Natural language region descriptions
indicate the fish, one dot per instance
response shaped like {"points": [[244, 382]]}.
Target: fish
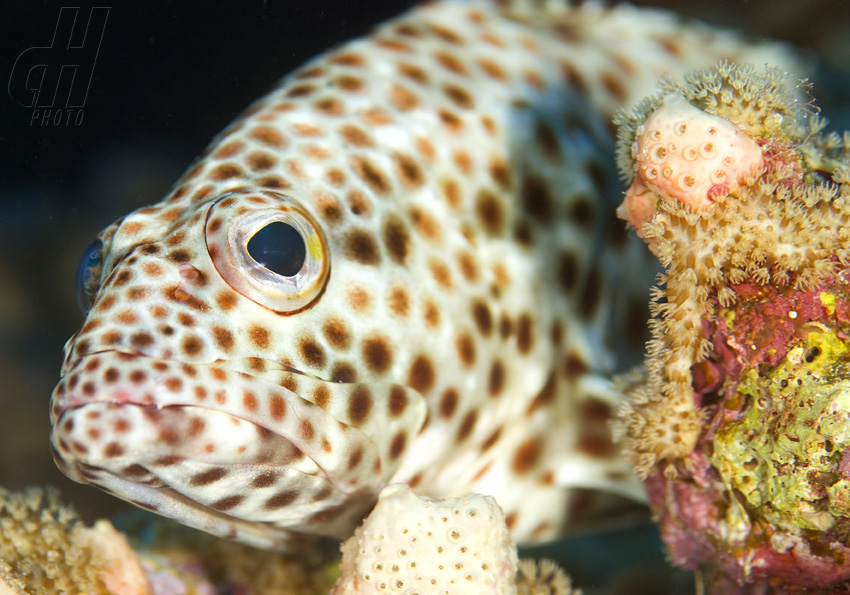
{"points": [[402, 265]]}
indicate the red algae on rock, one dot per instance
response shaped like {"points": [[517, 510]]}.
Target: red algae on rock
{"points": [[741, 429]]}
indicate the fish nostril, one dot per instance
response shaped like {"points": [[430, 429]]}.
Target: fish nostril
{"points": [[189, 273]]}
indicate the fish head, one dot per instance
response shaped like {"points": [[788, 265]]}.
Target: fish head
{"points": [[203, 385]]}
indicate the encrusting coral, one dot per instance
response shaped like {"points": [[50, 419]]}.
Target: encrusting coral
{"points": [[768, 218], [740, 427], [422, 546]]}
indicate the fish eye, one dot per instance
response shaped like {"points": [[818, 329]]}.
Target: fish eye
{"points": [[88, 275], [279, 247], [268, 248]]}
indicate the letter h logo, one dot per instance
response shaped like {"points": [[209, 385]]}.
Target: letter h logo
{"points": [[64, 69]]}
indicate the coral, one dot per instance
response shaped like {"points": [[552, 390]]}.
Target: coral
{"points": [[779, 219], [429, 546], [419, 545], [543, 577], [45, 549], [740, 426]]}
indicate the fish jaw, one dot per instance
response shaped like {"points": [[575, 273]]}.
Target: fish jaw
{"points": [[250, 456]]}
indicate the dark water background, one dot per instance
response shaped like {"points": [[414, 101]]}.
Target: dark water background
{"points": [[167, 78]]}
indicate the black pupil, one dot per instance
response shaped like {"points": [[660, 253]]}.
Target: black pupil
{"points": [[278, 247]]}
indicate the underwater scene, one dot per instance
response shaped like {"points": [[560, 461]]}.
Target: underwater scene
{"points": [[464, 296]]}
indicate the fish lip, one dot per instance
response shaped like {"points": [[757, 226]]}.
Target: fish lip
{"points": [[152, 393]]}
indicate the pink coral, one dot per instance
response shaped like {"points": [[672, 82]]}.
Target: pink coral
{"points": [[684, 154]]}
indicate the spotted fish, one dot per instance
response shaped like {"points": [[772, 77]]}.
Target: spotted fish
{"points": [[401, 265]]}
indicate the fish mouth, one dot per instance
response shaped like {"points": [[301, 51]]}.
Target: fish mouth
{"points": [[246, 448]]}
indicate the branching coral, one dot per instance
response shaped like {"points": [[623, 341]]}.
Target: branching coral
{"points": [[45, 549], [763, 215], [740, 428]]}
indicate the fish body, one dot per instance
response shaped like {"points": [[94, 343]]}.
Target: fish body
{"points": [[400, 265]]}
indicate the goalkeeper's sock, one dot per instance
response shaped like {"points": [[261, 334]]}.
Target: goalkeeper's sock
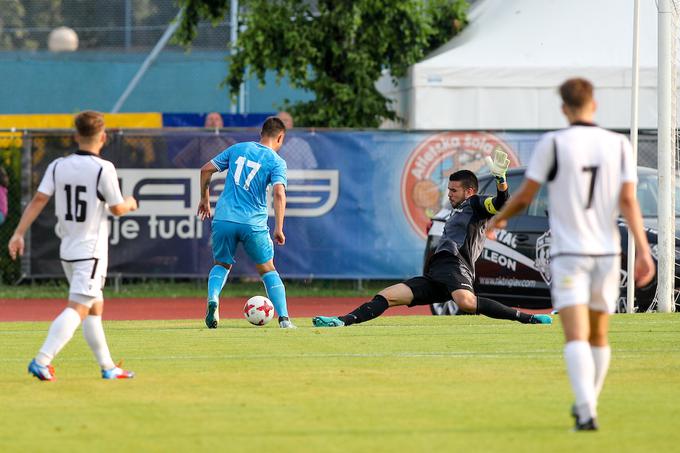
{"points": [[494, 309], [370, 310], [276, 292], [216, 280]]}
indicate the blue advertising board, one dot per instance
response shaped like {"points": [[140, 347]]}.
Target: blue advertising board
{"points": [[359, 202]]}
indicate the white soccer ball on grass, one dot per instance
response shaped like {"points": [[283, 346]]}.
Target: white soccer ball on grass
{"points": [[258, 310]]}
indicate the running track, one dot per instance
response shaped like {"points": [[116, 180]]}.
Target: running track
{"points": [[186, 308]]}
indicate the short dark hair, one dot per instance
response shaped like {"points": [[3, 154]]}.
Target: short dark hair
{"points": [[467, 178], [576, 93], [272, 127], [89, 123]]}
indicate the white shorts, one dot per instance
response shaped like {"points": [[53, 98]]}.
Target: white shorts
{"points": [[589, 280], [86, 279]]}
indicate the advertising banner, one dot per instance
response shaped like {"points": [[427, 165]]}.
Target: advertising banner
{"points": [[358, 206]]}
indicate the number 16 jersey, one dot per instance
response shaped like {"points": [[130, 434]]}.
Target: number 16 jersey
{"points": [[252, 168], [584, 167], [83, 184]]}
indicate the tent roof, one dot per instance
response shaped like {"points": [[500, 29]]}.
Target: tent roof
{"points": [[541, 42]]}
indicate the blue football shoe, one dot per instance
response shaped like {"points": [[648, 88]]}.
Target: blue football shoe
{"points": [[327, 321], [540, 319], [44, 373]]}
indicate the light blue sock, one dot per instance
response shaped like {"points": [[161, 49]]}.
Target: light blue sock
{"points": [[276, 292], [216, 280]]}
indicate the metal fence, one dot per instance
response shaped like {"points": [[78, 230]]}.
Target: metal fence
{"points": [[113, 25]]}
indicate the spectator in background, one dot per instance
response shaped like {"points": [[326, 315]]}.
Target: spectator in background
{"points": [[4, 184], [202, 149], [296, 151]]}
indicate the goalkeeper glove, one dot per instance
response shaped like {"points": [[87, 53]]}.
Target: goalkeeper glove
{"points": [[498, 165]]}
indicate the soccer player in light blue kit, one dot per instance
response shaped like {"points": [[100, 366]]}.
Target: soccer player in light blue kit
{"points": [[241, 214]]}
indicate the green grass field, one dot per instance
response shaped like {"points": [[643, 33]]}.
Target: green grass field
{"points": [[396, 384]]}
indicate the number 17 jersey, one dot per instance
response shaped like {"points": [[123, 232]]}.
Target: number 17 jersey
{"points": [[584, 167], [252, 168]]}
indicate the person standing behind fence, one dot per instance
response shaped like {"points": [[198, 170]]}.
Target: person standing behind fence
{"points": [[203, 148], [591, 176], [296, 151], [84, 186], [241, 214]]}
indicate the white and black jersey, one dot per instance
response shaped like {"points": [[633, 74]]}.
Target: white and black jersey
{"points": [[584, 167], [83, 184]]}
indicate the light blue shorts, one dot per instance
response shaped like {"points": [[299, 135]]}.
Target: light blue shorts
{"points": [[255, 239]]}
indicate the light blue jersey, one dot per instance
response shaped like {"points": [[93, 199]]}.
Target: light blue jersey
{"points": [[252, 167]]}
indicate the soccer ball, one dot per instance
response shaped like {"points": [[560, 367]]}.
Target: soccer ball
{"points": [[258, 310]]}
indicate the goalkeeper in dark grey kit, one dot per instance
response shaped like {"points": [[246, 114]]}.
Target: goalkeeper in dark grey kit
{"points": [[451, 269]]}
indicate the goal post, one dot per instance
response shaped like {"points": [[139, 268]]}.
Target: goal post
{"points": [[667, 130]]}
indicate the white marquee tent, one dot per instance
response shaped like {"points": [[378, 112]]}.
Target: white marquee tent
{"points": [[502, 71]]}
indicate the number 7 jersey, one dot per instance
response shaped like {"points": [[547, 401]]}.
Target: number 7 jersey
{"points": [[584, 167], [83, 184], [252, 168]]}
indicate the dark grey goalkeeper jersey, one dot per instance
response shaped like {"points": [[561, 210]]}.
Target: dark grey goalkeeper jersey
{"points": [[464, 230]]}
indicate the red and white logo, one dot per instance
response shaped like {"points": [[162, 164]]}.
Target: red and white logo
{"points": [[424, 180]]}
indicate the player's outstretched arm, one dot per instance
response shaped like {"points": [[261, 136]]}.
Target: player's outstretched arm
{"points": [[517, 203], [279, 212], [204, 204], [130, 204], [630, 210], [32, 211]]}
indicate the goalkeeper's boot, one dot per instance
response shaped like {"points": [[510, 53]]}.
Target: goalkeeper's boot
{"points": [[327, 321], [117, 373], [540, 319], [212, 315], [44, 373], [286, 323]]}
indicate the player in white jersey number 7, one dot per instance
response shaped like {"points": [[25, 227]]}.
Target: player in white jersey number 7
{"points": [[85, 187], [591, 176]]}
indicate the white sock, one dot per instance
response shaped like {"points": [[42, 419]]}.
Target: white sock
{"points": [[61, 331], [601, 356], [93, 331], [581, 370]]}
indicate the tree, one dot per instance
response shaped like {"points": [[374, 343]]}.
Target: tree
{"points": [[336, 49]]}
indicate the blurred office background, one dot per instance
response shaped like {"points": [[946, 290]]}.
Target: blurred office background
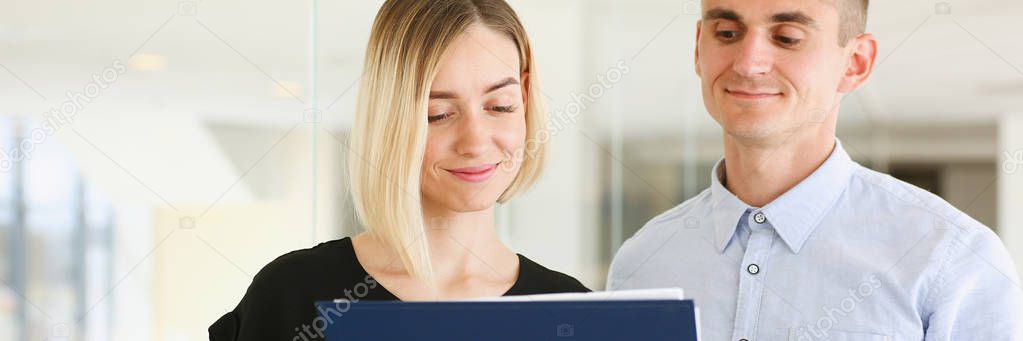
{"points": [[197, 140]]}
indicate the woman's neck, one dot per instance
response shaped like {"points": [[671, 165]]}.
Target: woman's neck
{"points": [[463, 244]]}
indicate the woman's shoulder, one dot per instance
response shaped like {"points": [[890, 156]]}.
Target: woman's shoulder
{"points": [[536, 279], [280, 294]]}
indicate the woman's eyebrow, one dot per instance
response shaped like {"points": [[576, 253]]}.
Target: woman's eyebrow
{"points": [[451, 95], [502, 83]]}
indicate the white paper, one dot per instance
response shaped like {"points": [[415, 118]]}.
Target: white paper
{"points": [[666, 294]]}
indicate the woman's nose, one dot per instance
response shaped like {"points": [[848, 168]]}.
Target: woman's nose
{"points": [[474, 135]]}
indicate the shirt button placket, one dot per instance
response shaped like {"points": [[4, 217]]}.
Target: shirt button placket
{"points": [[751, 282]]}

==

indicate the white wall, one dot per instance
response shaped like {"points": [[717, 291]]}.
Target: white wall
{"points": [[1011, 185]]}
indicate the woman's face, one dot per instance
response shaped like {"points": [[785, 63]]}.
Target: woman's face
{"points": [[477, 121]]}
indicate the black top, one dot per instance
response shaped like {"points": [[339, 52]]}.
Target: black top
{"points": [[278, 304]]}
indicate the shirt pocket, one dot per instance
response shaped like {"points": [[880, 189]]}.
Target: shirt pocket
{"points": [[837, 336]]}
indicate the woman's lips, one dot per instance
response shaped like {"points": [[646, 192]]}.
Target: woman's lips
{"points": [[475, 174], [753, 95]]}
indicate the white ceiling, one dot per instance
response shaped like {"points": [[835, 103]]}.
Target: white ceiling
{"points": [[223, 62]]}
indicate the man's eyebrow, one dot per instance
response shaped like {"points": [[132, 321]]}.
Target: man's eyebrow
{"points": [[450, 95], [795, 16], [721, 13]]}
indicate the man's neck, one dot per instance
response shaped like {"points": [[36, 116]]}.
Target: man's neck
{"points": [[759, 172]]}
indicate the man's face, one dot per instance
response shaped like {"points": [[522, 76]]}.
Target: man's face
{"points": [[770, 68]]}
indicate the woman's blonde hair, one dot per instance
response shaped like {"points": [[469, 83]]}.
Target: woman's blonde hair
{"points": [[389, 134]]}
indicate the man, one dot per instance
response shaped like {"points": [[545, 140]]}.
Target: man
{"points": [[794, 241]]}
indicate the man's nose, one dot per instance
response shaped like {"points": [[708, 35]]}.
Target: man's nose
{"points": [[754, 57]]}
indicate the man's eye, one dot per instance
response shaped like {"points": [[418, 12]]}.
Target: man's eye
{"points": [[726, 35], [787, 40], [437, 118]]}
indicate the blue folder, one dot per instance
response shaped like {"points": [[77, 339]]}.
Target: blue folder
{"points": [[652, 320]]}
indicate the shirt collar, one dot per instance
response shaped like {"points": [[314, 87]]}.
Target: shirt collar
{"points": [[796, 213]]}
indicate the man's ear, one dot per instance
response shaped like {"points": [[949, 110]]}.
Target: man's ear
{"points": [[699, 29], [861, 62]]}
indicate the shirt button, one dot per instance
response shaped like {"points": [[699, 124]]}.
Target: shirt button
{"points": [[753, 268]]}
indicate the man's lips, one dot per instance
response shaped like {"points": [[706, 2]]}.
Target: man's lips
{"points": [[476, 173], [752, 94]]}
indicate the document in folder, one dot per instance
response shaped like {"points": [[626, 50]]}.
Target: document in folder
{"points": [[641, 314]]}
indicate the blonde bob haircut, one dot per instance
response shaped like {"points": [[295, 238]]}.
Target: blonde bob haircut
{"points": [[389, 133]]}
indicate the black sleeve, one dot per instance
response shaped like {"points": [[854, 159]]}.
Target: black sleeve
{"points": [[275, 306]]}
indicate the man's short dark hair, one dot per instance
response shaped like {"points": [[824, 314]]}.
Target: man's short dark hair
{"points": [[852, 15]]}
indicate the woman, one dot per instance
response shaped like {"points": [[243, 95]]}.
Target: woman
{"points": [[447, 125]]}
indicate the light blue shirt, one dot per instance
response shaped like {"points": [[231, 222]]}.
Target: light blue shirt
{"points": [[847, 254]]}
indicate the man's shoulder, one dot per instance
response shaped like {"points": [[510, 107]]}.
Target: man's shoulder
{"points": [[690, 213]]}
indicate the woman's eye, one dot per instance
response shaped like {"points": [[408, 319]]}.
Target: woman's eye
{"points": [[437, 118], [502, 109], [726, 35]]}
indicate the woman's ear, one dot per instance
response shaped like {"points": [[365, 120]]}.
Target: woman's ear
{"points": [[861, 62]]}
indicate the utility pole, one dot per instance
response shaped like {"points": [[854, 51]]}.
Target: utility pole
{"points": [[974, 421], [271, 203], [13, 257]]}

◆ Task to complete ◆
The reply should consist solely of the lines above from the one that has "indicate the metal" through the one that has "indicate the soccer player", reproduced exactly.

◆ Output below ◆
indicate the metal fence, one dot per instance
response shaped like {"points": [[78, 230]]}.
Target: metal fence
{"points": [[113, 25]]}
indicate the spectator in background, one dot per instance
response shaped like {"points": [[326, 315]]}.
Target: spectator in background
{"points": [[4, 184], [202, 149], [296, 151]]}
indicate the goalkeeper glove, one dot per instance
response shaped like {"points": [[87, 53]]}.
Target: goalkeeper glove
{"points": [[498, 165]]}
indicate the soccer player in light blue kit, one dot per instance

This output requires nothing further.